§ Your objective
In your copy, set down the entries exactly and exclude the pictures.

##########

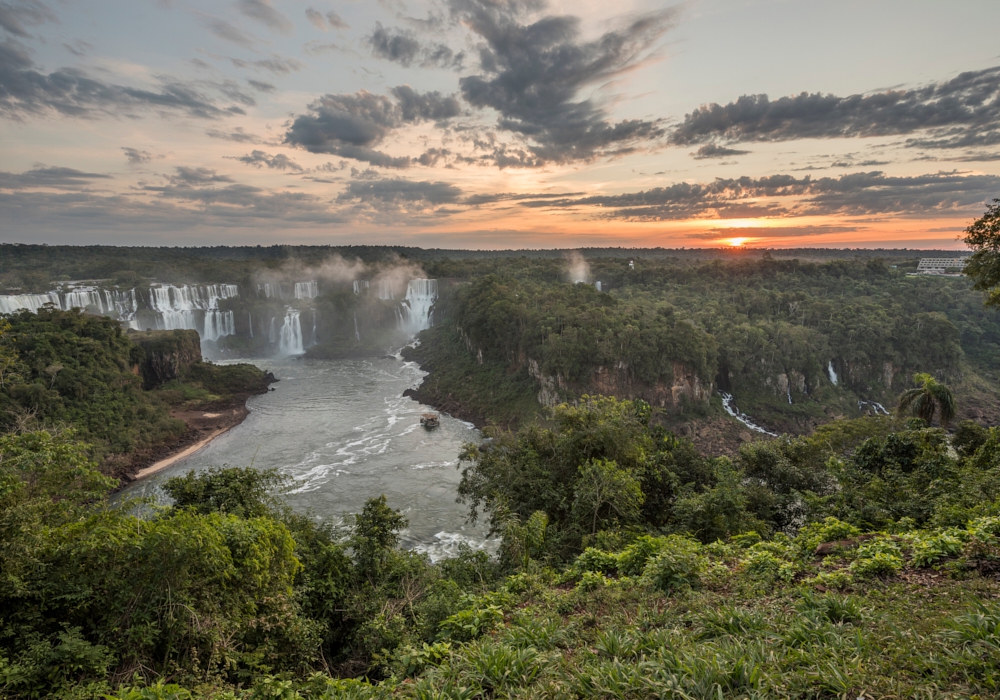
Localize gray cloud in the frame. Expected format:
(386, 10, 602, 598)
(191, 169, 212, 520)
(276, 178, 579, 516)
(238, 0, 294, 34)
(449, 0, 676, 167)
(0, 39, 245, 120)
(122, 147, 152, 165)
(202, 17, 258, 47)
(284, 87, 461, 168)
(205, 126, 264, 143)
(337, 177, 463, 206)
(305, 8, 348, 31)
(248, 79, 276, 92)
(231, 149, 303, 171)
(390, 85, 461, 122)
(0, 0, 56, 38)
(670, 65, 1000, 152)
(513, 170, 1000, 221)
(230, 54, 303, 74)
(367, 22, 464, 69)
(0, 165, 111, 189)
(683, 225, 862, 240)
(166, 166, 234, 186)
(62, 40, 92, 57)
(692, 143, 749, 159)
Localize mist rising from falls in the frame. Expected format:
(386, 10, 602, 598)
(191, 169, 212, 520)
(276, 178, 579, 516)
(400, 279, 438, 334)
(278, 308, 304, 356)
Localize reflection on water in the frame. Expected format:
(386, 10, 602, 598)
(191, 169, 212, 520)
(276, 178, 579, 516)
(120, 356, 494, 560)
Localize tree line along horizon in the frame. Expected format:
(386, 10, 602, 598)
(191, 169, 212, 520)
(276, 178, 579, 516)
(0, 202, 999, 697)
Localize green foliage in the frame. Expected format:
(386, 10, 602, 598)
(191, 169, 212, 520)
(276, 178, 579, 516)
(163, 467, 288, 519)
(0, 309, 184, 455)
(963, 198, 1000, 307)
(897, 372, 957, 427)
(641, 535, 705, 593)
(850, 538, 904, 578)
(350, 495, 408, 575)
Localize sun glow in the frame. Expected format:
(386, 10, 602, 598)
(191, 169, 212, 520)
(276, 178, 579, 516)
(727, 237, 750, 247)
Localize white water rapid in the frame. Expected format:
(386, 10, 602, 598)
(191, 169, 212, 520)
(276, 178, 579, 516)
(400, 279, 438, 334)
(858, 400, 890, 416)
(278, 308, 304, 355)
(720, 392, 779, 436)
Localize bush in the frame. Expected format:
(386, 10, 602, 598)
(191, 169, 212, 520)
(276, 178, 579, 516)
(641, 536, 704, 593)
(797, 517, 862, 553)
(617, 535, 669, 576)
(907, 530, 965, 568)
(850, 539, 904, 578)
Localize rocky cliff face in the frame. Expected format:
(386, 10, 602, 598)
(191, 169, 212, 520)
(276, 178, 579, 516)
(129, 329, 202, 388)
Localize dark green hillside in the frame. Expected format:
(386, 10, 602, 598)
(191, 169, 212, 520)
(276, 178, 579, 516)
(411, 255, 1000, 436)
(0, 309, 184, 454)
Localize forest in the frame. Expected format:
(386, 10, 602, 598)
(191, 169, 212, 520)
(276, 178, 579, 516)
(3, 211, 1000, 697)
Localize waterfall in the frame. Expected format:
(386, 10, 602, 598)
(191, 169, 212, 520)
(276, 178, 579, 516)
(0, 288, 139, 324)
(294, 281, 319, 299)
(258, 283, 281, 298)
(203, 310, 235, 342)
(400, 279, 438, 334)
(787, 387, 793, 404)
(859, 400, 890, 416)
(720, 392, 778, 436)
(354, 312, 360, 342)
(268, 317, 277, 343)
(248, 312, 253, 338)
(827, 360, 838, 386)
(353, 280, 369, 295)
(377, 280, 395, 300)
(278, 308, 304, 355)
(311, 309, 317, 346)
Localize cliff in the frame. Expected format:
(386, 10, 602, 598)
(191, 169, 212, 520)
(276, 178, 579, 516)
(129, 329, 202, 388)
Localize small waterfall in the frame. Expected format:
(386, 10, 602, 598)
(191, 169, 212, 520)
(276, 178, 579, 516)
(353, 280, 369, 295)
(354, 312, 360, 342)
(595, 281, 602, 292)
(294, 281, 319, 299)
(0, 288, 139, 324)
(787, 387, 793, 404)
(248, 312, 254, 338)
(377, 280, 395, 300)
(268, 317, 277, 343)
(258, 283, 281, 298)
(311, 309, 317, 346)
(720, 392, 778, 436)
(858, 400, 890, 416)
(400, 279, 438, 334)
(827, 360, 838, 386)
(203, 310, 235, 342)
(278, 308, 304, 355)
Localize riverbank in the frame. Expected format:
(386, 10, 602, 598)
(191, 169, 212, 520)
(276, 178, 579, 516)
(114, 379, 275, 485)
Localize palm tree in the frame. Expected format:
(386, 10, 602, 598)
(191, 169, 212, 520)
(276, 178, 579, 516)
(897, 373, 957, 427)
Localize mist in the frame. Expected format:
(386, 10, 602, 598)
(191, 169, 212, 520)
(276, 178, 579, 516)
(565, 251, 591, 284)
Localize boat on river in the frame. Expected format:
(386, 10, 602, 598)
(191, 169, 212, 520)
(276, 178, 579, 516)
(420, 413, 440, 428)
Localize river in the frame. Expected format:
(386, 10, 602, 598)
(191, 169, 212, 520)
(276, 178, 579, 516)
(121, 354, 493, 561)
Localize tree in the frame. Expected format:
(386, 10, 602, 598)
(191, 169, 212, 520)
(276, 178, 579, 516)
(897, 373, 957, 427)
(350, 494, 407, 574)
(963, 198, 1000, 307)
(572, 458, 644, 535)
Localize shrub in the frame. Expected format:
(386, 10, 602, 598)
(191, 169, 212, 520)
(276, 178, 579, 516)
(908, 530, 965, 567)
(801, 570, 854, 590)
(797, 517, 862, 553)
(571, 547, 620, 577)
(641, 536, 704, 593)
(576, 570, 612, 592)
(742, 550, 796, 584)
(850, 539, 903, 578)
(617, 535, 670, 576)
(438, 604, 504, 642)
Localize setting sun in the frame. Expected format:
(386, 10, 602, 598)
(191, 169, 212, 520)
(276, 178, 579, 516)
(727, 237, 750, 247)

##########

§ Answer area
Localize gray cloud in the frame. Expected format:
(386, 10, 602, 598)
(191, 169, 212, 520)
(276, 178, 579, 516)
(238, 0, 294, 34)
(449, 0, 676, 167)
(0, 39, 245, 120)
(122, 147, 152, 165)
(202, 17, 258, 47)
(284, 87, 461, 168)
(205, 126, 264, 143)
(337, 177, 463, 206)
(305, 8, 348, 31)
(248, 79, 276, 92)
(231, 149, 303, 171)
(390, 85, 461, 122)
(0, 0, 56, 38)
(670, 65, 1000, 152)
(513, 170, 1000, 221)
(230, 54, 303, 74)
(367, 22, 464, 69)
(0, 165, 111, 189)
(683, 225, 862, 240)
(166, 166, 234, 186)
(62, 40, 92, 57)
(692, 143, 749, 159)
Localize mist rising from falls in the frame. Expected format:
(386, 10, 602, 598)
(191, 169, 212, 520)
(276, 178, 579, 516)
(400, 279, 438, 334)
(278, 308, 304, 356)
Localize reflection on water in the frame. Expected format:
(386, 10, 602, 598)
(191, 169, 212, 520)
(276, 178, 579, 516)
(120, 356, 494, 560)
Localize tree line along horizon in the frame. Expected format:
(386, 10, 602, 598)
(191, 169, 212, 520)
(276, 178, 579, 516)
(0, 202, 999, 697)
Localize green foliage in the frame. Expected format:
(386, 10, 602, 598)
(191, 169, 212, 520)
(276, 178, 579, 516)
(163, 467, 288, 519)
(0, 309, 184, 455)
(963, 198, 1000, 307)
(897, 372, 957, 427)
(641, 535, 705, 593)
(850, 538, 904, 578)
(350, 495, 408, 575)
Localize sun glow in the frame. Expected format:
(386, 10, 602, 598)
(191, 169, 212, 520)
(276, 178, 579, 516)
(727, 237, 750, 247)
Localize white water rapid in the frame. Expected format:
(386, 10, 602, 598)
(191, 169, 212, 520)
(276, 178, 579, 516)
(400, 279, 438, 334)
(858, 400, 890, 416)
(278, 308, 304, 355)
(720, 392, 779, 436)
Localize bush in the frame. Expected format:
(386, 10, 602, 598)
(191, 169, 212, 520)
(276, 178, 579, 516)
(641, 536, 704, 593)
(797, 517, 862, 553)
(617, 535, 669, 576)
(907, 530, 965, 568)
(850, 539, 904, 578)
Localize rocky cliff face in the frame. Expected format:
(386, 10, 602, 598)
(191, 169, 212, 520)
(276, 178, 579, 516)
(129, 329, 202, 388)
Localize dark green hillside in the frame. Expected format:
(386, 10, 602, 598)
(191, 169, 212, 520)
(276, 178, 579, 516)
(411, 255, 1000, 436)
(0, 309, 184, 454)
Localize forest in the frame. Expected format:
(386, 10, 602, 598)
(191, 169, 212, 520)
(276, 178, 579, 516)
(3, 211, 1000, 697)
Localize waterfall in the frame. Expected format:
(386, 10, 602, 598)
(191, 169, 212, 520)
(276, 178, 579, 516)
(0, 288, 139, 324)
(294, 281, 319, 299)
(258, 283, 281, 298)
(203, 310, 235, 342)
(400, 279, 438, 334)
(787, 387, 793, 404)
(859, 400, 890, 416)
(720, 392, 778, 436)
(354, 312, 360, 342)
(268, 317, 277, 343)
(248, 312, 253, 338)
(827, 360, 838, 386)
(353, 280, 369, 295)
(377, 280, 395, 300)
(278, 308, 304, 355)
(311, 309, 317, 346)
Localize cliff in the frame. Expected format:
(386, 10, 602, 598)
(191, 169, 212, 520)
(276, 178, 579, 516)
(129, 329, 202, 388)
Localize small waterfall in the frame. Expected format:
(386, 10, 602, 598)
(191, 169, 212, 520)
(276, 178, 579, 516)
(353, 280, 369, 295)
(354, 312, 360, 342)
(595, 281, 602, 292)
(294, 281, 319, 299)
(0, 288, 139, 324)
(787, 387, 793, 404)
(248, 312, 254, 338)
(377, 280, 395, 300)
(268, 317, 277, 343)
(258, 283, 281, 298)
(311, 309, 317, 346)
(720, 392, 778, 436)
(858, 400, 890, 416)
(400, 279, 438, 334)
(827, 360, 838, 386)
(203, 310, 235, 342)
(278, 308, 304, 355)
Localize riverbank in the frame. Expected format:
(386, 10, 602, 598)
(191, 169, 212, 520)
(276, 178, 579, 516)
(114, 379, 275, 485)
Localize palm tree in the frame. Expected format:
(386, 10, 602, 598)
(191, 169, 212, 520)
(276, 178, 579, 516)
(897, 373, 957, 427)
Localize mist in the frame. Expected format:
(386, 10, 602, 598)
(191, 169, 212, 520)
(276, 178, 579, 516)
(565, 251, 591, 284)
Localize boat on river in the frame. Expected format:
(386, 10, 602, 598)
(191, 169, 212, 520)
(276, 178, 579, 516)
(420, 413, 440, 428)
Localize river in the frame. Expected format:
(386, 10, 602, 598)
(191, 169, 212, 520)
(276, 178, 579, 516)
(121, 354, 493, 561)
Localize tree in the frame. Expected format:
(386, 10, 602, 598)
(191, 169, 212, 520)
(276, 178, 579, 516)
(897, 373, 957, 427)
(350, 494, 407, 574)
(963, 198, 1000, 307)
(572, 458, 644, 535)
Localize shrub in the frame. Expected format:
(386, 10, 602, 598)
(191, 169, 212, 520)
(276, 178, 579, 516)
(908, 530, 965, 567)
(801, 570, 854, 590)
(797, 517, 862, 553)
(571, 547, 620, 577)
(641, 536, 704, 593)
(576, 570, 612, 592)
(742, 550, 796, 584)
(850, 539, 903, 578)
(617, 535, 670, 576)
(438, 604, 504, 642)
Localize setting sun in the frame. Expected format:
(386, 10, 602, 598)
(191, 169, 212, 520)
(276, 178, 579, 516)
(727, 237, 750, 247)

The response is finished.